Continue the SatCon Technology transcript below, starting right after its last sentence.
— START OF Passage provided —
Finally, I will address our backlog.

 

At the end of fiscal June our backlog totaled approximately $23 million, of which $20 million is scheduled for shipment during the next 12 months. This $23 million backlog as Dave mentioned is up 26 percent from last quarter and is our highest quarter end backlog for the last several quarters.

 

Now let me introduce Mike Turmelle, our Chief Operating Officer, who will provide you with some additional information on operating results.

 

Mike Turmelle  - SatCon Technology Corp. - COO, Director:

 

Thanks, Ralph. Here in Cambridge at Applied Technology we have been making progress on several important programs. Our works in Navy on the integrated power system, or IPS equipment, continued with manufacturing of an additional shift zone and equipment to be delivered to the Navy test facility in Philadelphia.

 

The IPS is part of the power distribution system being designed for the Navy’s all-electric ship. The zone of the SatCon equipment has been progressing through tests and evaluations for over a year with no major problem. IPS work is also growing with our strategic partner, General Atomics (ph) in a program for the next generation of the all-electric ship.
— END OF Passage provided —
— START OF Material shown —
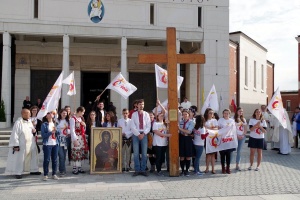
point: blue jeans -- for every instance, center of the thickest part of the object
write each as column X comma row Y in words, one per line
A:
column 199, row 150
column 140, row 167
column 50, row 151
column 238, row 150
column 62, row 152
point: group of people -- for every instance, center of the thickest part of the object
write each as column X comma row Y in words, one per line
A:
column 146, row 134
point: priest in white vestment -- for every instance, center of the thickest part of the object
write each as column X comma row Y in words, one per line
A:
column 285, row 137
column 22, row 154
column 274, row 132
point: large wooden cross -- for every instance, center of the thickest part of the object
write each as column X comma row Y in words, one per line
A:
column 171, row 59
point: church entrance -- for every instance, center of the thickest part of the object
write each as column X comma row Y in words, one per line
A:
column 146, row 89
column 93, row 83
column 41, row 83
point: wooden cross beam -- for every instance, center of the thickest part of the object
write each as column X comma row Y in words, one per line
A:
column 171, row 59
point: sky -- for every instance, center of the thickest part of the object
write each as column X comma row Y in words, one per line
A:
column 274, row 24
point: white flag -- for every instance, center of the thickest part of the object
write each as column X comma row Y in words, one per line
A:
column 211, row 101
column 275, row 106
column 52, row 99
column 161, row 76
column 71, row 82
column 121, row 86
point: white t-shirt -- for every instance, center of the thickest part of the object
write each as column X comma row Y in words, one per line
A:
column 240, row 127
column 257, row 133
column 197, row 136
column 52, row 138
column 210, row 123
column 225, row 122
column 159, row 140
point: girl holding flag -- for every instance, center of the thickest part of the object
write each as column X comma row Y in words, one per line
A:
column 226, row 154
column 210, row 123
column 258, row 128
column 241, row 130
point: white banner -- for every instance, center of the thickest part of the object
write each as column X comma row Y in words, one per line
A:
column 71, row 82
column 121, row 86
column 161, row 77
column 218, row 140
column 211, row 101
column 52, row 99
column 275, row 106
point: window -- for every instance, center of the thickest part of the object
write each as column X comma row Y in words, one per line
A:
column 36, row 9
column 246, row 71
column 288, row 105
column 152, row 14
column 254, row 74
column 199, row 16
column 262, row 78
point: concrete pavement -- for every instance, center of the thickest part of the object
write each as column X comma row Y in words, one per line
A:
column 278, row 178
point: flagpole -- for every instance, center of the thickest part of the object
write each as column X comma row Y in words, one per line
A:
column 99, row 95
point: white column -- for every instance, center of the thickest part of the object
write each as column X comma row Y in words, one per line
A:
column 178, row 65
column 6, row 77
column 65, row 99
column 124, row 103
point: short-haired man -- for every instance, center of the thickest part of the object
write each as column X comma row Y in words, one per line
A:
column 140, row 126
column 124, row 123
column 23, row 153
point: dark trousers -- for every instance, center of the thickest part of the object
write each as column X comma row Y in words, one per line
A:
column 225, row 155
column 50, row 151
column 160, row 156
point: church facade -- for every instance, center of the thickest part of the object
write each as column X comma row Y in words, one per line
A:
column 98, row 39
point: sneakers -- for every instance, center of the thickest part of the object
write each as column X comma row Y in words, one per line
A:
column 160, row 173
column 55, row 177
column 187, row 174
column 45, row 178
column 135, row 174
column 199, row 173
column 144, row 174
column 62, row 174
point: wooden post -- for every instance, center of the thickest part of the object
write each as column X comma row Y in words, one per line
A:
column 171, row 59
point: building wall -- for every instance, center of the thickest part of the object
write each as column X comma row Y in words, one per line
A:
column 251, row 97
column 292, row 97
column 123, row 18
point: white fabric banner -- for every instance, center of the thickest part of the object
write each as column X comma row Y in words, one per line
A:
column 218, row 140
column 121, row 86
column 161, row 77
column 52, row 99
column 211, row 101
column 71, row 82
column 275, row 106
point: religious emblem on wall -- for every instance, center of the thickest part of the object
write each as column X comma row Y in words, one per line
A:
column 96, row 10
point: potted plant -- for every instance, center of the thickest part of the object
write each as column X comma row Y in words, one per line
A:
column 2, row 115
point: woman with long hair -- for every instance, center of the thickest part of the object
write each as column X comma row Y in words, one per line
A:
column 50, row 145
column 241, row 130
column 63, row 128
column 90, row 123
column 212, row 124
column 223, row 122
column 258, row 128
column 199, row 138
column 79, row 143
column 110, row 120
column 160, row 141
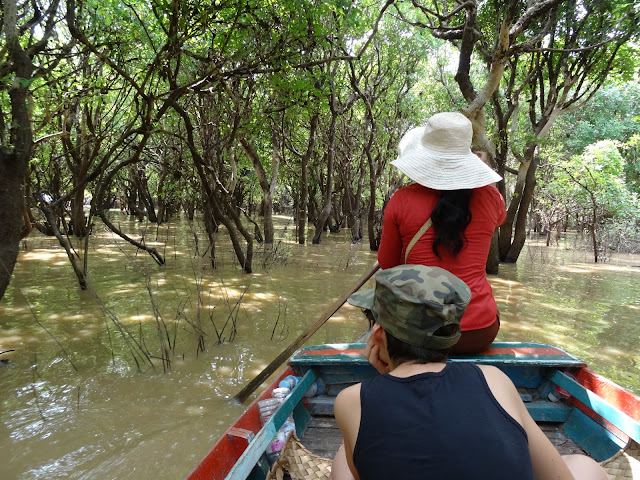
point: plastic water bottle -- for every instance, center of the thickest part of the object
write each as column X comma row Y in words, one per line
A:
column 289, row 382
column 274, row 448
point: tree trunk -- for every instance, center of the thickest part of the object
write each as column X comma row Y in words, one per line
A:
column 15, row 159
column 304, row 181
column 326, row 209
column 78, row 219
column 520, row 232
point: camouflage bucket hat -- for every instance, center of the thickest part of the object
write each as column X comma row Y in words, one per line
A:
column 411, row 302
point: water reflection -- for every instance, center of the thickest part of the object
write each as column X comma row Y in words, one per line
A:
column 110, row 417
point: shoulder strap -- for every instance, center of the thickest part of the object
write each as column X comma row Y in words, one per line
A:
column 416, row 237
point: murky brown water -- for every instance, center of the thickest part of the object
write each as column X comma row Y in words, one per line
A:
column 74, row 404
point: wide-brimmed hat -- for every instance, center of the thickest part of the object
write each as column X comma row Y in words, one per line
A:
column 412, row 302
column 439, row 155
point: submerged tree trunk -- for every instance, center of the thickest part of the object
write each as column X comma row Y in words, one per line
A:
column 14, row 159
column 304, row 180
column 326, row 209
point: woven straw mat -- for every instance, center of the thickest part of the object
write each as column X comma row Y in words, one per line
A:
column 624, row 465
column 299, row 463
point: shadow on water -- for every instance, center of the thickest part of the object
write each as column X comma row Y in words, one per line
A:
column 76, row 405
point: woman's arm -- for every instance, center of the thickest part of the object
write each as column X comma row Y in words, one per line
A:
column 390, row 249
column 347, row 411
column 547, row 462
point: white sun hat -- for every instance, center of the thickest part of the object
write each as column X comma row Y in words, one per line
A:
column 439, row 155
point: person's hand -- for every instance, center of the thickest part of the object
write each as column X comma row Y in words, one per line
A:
column 483, row 156
column 372, row 353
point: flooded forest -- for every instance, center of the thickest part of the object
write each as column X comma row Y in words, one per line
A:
column 186, row 186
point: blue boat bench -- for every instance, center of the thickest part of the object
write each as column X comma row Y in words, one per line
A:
column 527, row 365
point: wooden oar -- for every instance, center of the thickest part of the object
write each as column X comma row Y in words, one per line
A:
column 297, row 343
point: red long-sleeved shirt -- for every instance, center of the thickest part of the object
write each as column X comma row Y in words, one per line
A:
column 406, row 212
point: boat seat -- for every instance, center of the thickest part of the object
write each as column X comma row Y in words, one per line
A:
column 501, row 354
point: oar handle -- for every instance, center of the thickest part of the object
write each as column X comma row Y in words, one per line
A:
column 298, row 342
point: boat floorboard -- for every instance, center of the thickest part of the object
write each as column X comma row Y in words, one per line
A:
column 323, row 438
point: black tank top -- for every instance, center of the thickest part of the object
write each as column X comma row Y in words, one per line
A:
column 443, row 425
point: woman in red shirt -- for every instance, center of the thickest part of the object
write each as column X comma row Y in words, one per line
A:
column 454, row 189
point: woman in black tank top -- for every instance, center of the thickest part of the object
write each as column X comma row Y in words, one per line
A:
column 424, row 418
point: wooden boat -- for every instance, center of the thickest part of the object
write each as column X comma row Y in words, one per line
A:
column 579, row 410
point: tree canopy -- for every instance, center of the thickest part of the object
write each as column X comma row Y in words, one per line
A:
column 238, row 110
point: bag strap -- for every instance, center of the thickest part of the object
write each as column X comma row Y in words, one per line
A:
column 416, row 237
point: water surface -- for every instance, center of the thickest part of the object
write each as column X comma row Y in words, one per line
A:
column 81, row 399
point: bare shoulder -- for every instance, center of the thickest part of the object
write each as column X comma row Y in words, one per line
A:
column 504, row 391
column 347, row 397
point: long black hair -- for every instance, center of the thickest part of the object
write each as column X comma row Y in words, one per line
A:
column 450, row 218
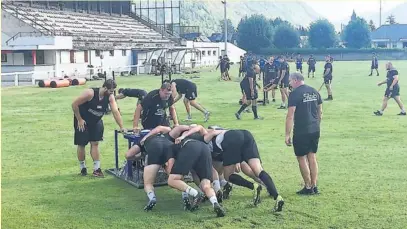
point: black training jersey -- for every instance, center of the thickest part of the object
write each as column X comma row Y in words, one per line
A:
column 311, row 62
column 299, row 60
column 328, row 65
column 284, row 66
column 154, row 108
column 390, row 77
column 92, row 111
column 306, row 100
column 135, row 93
column 183, row 85
column 271, row 70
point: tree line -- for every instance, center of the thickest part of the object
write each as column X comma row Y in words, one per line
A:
column 256, row 32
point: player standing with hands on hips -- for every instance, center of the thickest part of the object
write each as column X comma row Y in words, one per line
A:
column 305, row 113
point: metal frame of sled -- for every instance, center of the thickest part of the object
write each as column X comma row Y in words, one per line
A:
column 132, row 171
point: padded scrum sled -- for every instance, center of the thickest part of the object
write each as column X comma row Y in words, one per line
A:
column 78, row 81
column 132, row 173
column 59, row 83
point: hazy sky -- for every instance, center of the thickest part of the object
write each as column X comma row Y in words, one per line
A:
column 335, row 10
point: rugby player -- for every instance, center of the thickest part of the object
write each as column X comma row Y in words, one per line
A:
column 392, row 90
column 305, row 114
column 88, row 109
column 328, row 77
column 189, row 90
column 152, row 109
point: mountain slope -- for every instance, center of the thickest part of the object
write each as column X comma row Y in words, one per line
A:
column 206, row 14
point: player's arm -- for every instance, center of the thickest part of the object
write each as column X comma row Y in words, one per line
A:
column 115, row 111
column 120, row 96
column 173, row 113
column 157, row 130
column 86, row 96
column 136, row 116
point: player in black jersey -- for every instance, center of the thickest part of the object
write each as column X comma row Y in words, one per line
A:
column 236, row 146
column 392, row 89
column 193, row 154
column 189, row 90
column 375, row 65
column 89, row 108
column 328, row 69
column 152, row 109
column 133, row 93
column 298, row 62
column 250, row 91
column 271, row 71
column 311, row 65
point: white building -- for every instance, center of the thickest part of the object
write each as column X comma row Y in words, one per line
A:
column 390, row 36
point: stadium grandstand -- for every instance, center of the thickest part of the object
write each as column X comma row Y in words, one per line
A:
column 70, row 38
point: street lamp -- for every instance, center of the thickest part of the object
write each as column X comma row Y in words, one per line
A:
— END OF Material shown —
▶ [Response]
While the Navy is a major customer for Applied Technology we’ve continued to grow our customer base and have started some new projects in the third quarter. One is a silicon carbide Phase II project that is geared towards finding ways to use a new state-of-the-art silicon carbide electronic and functioning power converters. Silicon carbide is considered by many to be the next generation of high-powered electronics replacing the standard silicon that is used today.

 

We also began a Phase II for the Air Force in which we will design new oil free bearings to improve the efficiencies of current bearing technology. We started two new programs for power conversion equipment with the Army.

 

Last quarter from our power systems plant in Massachusetts we announced that were forming a strategic alliance with Data Physics Corp. for the marketing and sales of Satcon’s Ling vibration test systems. I’m pleased to say that the formation of that alliance has resulted in increased sales of our test and measurement systems over the last year. But that is just one of the areas we have seen increases.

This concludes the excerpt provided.